Required work: Within the listing below, show every line that contains the word "person".

Data extract:
──────────

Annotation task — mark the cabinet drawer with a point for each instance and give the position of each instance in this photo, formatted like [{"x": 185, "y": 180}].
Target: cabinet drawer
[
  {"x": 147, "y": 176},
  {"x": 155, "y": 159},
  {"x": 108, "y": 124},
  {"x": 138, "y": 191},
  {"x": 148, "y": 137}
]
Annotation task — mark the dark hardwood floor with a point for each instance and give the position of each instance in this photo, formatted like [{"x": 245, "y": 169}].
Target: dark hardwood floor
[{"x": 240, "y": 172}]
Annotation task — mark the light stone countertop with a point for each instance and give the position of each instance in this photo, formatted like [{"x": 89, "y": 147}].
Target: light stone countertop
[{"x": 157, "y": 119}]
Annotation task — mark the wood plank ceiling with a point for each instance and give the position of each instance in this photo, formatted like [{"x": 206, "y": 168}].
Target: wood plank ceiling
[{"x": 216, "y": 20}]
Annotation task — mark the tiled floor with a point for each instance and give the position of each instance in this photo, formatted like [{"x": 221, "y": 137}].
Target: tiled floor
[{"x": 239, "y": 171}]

──────────

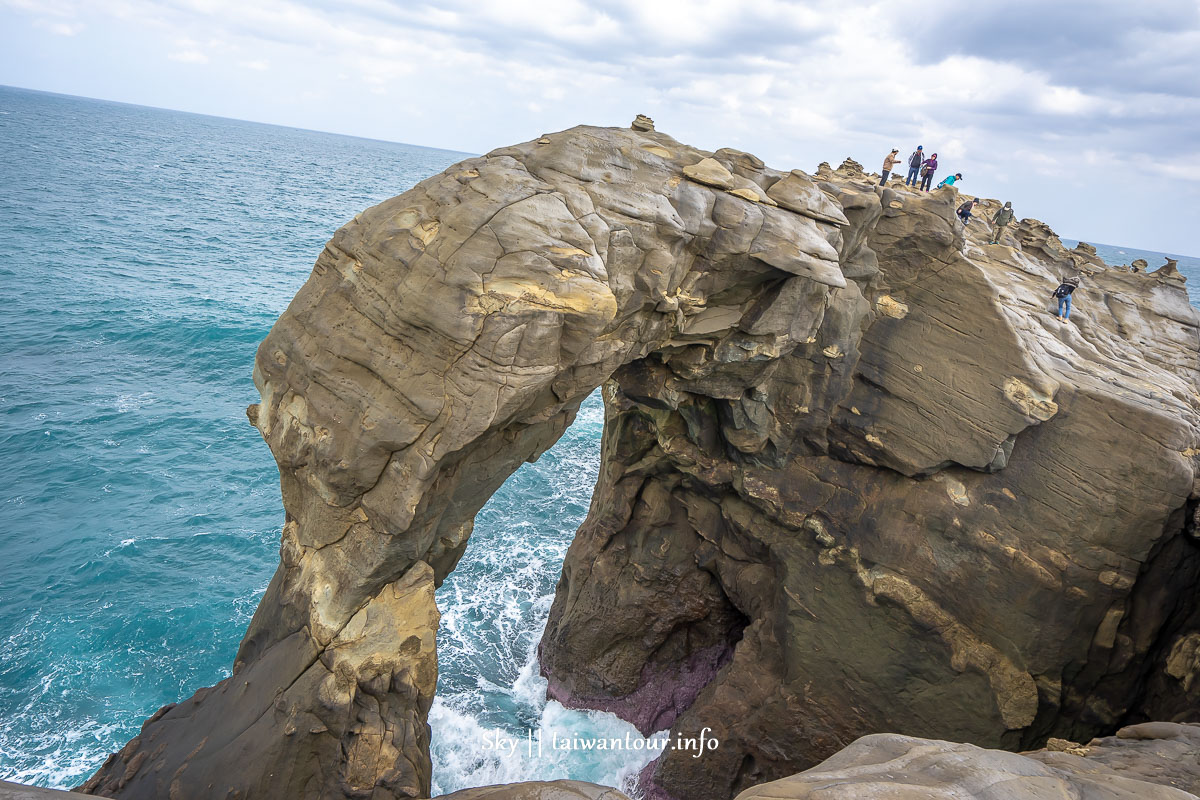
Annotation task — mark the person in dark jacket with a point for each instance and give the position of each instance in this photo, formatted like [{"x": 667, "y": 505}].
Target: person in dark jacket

──────────

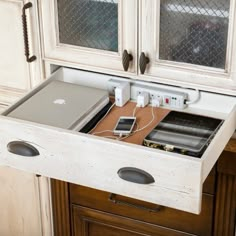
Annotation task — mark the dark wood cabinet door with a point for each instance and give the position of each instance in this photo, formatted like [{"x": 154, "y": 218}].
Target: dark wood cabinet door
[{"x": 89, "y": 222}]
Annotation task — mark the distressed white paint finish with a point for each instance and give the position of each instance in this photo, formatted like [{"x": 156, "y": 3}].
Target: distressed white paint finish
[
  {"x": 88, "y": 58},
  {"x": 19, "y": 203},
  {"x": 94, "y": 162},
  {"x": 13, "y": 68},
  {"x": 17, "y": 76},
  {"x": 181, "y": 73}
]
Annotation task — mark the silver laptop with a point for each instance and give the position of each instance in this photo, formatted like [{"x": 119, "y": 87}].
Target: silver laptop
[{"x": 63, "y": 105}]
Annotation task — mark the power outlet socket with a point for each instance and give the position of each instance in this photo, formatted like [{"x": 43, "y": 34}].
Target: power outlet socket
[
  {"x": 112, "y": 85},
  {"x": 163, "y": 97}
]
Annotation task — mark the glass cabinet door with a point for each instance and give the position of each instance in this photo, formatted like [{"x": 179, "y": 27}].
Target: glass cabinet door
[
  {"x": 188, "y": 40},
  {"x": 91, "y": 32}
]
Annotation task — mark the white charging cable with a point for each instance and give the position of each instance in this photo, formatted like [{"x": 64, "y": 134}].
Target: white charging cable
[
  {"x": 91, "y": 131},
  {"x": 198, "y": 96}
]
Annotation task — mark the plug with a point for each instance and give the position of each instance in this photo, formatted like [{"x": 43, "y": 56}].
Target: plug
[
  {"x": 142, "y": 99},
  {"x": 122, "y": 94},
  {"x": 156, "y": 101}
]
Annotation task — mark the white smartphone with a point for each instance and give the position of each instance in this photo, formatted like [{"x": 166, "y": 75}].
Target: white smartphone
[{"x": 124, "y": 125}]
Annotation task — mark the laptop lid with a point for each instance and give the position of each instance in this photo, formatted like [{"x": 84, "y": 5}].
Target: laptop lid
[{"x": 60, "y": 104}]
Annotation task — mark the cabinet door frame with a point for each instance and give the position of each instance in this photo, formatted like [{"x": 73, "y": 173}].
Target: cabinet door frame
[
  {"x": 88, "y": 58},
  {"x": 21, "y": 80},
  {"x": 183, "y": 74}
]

──────────

Exercise solution:
Annotation task — mark the person in dark jacket with a point for each instance and give the position of each instance in this photo, formatted like [{"x": 667, "y": 505}].
Target: person in dark jacket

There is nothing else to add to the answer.